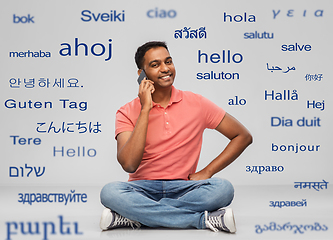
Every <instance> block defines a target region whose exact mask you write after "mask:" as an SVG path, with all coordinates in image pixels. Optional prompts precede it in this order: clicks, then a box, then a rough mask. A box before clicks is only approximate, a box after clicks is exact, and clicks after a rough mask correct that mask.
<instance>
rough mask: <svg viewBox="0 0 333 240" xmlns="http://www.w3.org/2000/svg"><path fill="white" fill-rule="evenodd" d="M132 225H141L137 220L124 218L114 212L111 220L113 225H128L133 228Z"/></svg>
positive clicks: (123, 217) (115, 225) (121, 225)
mask: <svg viewBox="0 0 333 240" xmlns="http://www.w3.org/2000/svg"><path fill="white" fill-rule="evenodd" d="M134 225H135V226H136V227H137V228H139V227H140V226H141V224H140V223H139V222H136V221H132V220H130V219H128V218H125V217H123V216H121V215H119V214H115V220H114V222H113V226H124V227H125V226H130V227H132V228H133V229H135V227H134Z"/></svg>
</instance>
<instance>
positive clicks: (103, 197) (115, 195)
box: [100, 182, 122, 205]
mask: <svg viewBox="0 0 333 240" xmlns="http://www.w3.org/2000/svg"><path fill="white" fill-rule="evenodd" d="M121 189H122V182H110V183H108V184H106V185H105V186H104V187H103V188H102V190H101V193H100V198H101V203H102V204H103V205H105V203H106V202H107V201H108V200H110V199H113V198H114V197H115V196H117V195H119V192H120V191H121Z"/></svg>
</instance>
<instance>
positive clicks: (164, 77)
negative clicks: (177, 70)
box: [159, 74, 172, 80]
mask: <svg viewBox="0 0 333 240" xmlns="http://www.w3.org/2000/svg"><path fill="white" fill-rule="evenodd" d="M171 76H172V74H169V75H166V76H163V77H159V78H160V79H162V80H169V79H170V78H171Z"/></svg>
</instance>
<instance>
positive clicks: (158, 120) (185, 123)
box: [115, 87, 225, 181]
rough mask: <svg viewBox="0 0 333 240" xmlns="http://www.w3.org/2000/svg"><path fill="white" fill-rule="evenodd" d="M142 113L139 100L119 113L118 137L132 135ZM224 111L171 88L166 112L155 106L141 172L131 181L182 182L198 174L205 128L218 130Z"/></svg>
mask: <svg viewBox="0 0 333 240" xmlns="http://www.w3.org/2000/svg"><path fill="white" fill-rule="evenodd" d="M140 110H141V104H140V99H139V98H135V99H134V100H133V101H131V102H129V103H127V104H125V105H124V106H122V107H121V108H120V109H119V110H118V111H117V113H116V133H115V134H116V137H117V135H118V134H119V133H121V132H125V131H133V129H134V127H135V124H136V121H137V119H138V117H139V114H140ZM224 115H225V111H224V110H223V109H222V108H220V107H219V106H217V105H216V104H214V103H213V102H211V101H210V100H208V99H207V98H204V97H202V96H201V95H198V94H195V93H192V92H187V91H180V90H177V89H176V88H174V87H172V93H171V99H170V102H169V104H168V106H167V107H166V108H163V107H161V106H160V105H159V104H156V103H153V108H152V109H151V110H150V113H149V123H148V131H147V138H146V146H145V151H144V154H143V158H142V161H141V164H140V166H139V168H138V169H137V170H136V172H134V173H130V174H129V181H134V180H158V179H165V180H166V179H168V180H171V179H183V180H187V179H188V175H189V174H192V173H195V171H196V168H197V165H198V161H199V156H200V150H201V145H202V134H203V131H204V130H205V129H206V128H210V129H214V128H216V127H217V126H218V125H219V123H220V122H221V120H222V119H223V117H224Z"/></svg>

Directive.
Reproduce the data above line for line and character for character, leaving out the pictures.

Task output.
Every <instance> block defines a target region whose exact mask you write after "mask:" as an SVG path, with all coordinates in image pixels. Optional prompts precede it in this order: clicks, then a box, then a rough mask. A box before clicks is only approximate, a box after clicks is exact, and clicks after a rough mask correct that mask.
<instance>
rough mask: <svg viewBox="0 0 333 240" xmlns="http://www.w3.org/2000/svg"><path fill="white" fill-rule="evenodd" d="M132 225H141L137 220L124 218L114 212L111 220L113 225H128L133 228Z"/></svg>
positive clicks: (123, 217) (115, 225) (121, 225)
mask: <svg viewBox="0 0 333 240" xmlns="http://www.w3.org/2000/svg"><path fill="white" fill-rule="evenodd" d="M134 225H135V226H136V227H137V228H139V227H140V226H141V224H140V223H139V222H136V221H132V220H130V219H128V218H125V217H123V216H121V215H119V214H115V220H114V222H113V226H124V227H125V226H130V227H132V228H133V229H135V227H134Z"/></svg>
</instance>
<instance>
positive clicks: (103, 197) (115, 195)
box: [100, 182, 122, 205]
mask: <svg viewBox="0 0 333 240" xmlns="http://www.w3.org/2000/svg"><path fill="white" fill-rule="evenodd" d="M121 189H122V182H110V183H108V184H106V185H105V186H104V187H103V188H102V190H101V193H100V198H101V203H102V204H103V205H105V203H106V202H107V201H108V200H110V199H113V198H114V197H115V196H117V195H119V192H120V191H121Z"/></svg>
</instance>
<instance>
positive clicks: (164, 77)
negative clicks: (177, 70)
box: [159, 74, 172, 80]
mask: <svg viewBox="0 0 333 240" xmlns="http://www.w3.org/2000/svg"><path fill="white" fill-rule="evenodd" d="M171 76H172V74H169V75H166V76H163V77H159V78H160V79H162V80H169V79H170V78H171Z"/></svg>
</instance>
<instance>
positive clicks: (158, 120) (185, 123)
box: [115, 87, 225, 181]
rough mask: <svg viewBox="0 0 333 240" xmlns="http://www.w3.org/2000/svg"><path fill="white" fill-rule="evenodd" d="M142 113L139 100L119 113L118 137L132 135ZM224 111L171 88L166 112L155 106L141 172L131 181L182 182L198 174L205 128L218 130Z"/></svg>
mask: <svg viewBox="0 0 333 240" xmlns="http://www.w3.org/2000/svg"><path fill="white" fill-rule="evenodd" d="M140 110H141V104H140V99H139V98H135V99H134V100H133V101H131V102H129V103H127V104H125V105H124V106H122V107H121V108H120V109H119V110H118V111H117V113H116V133H115V134H116V137H117V135H118V134H119V133H121V132H125V131H133V129H134V127H135V124H136V121H137V119H138V117H139V114H140ZM224 115H225V111H224V110H223V109H222V108H220V107H219V106H217V105H216V104H214V103H213V102H211V101H210V100H208V99H207V98H204V97H202V96H201V95H198V94H195V93H192V92H187V91H180V90H177V89H176V88H174V87H172V93H171V99H170V102H169V104H168V106H167V107H166V108H163V107H161V106H160V105H159V104H156V103H153V108H152V109H151V110H150V113H149V123H148V131H147V138H146V146H145V151H144V154H143V158H142V161H141V164H140V166H139V168H138V169H137V170H136V172H134V173H130V174H129V181H134V180H158V179H165V180H166V179H168V180H171V179H183V180H187V179H188V175H189V174H192V173H195V171H196V168H197V165H198V161H199V156H200V150H201V145H202V134H203V131H204V130H205V129H206V128H210V129H214V128H216V127H217V126H218V125H219V123H220V122H221V120H222V119H223V117H224Z"/></svg>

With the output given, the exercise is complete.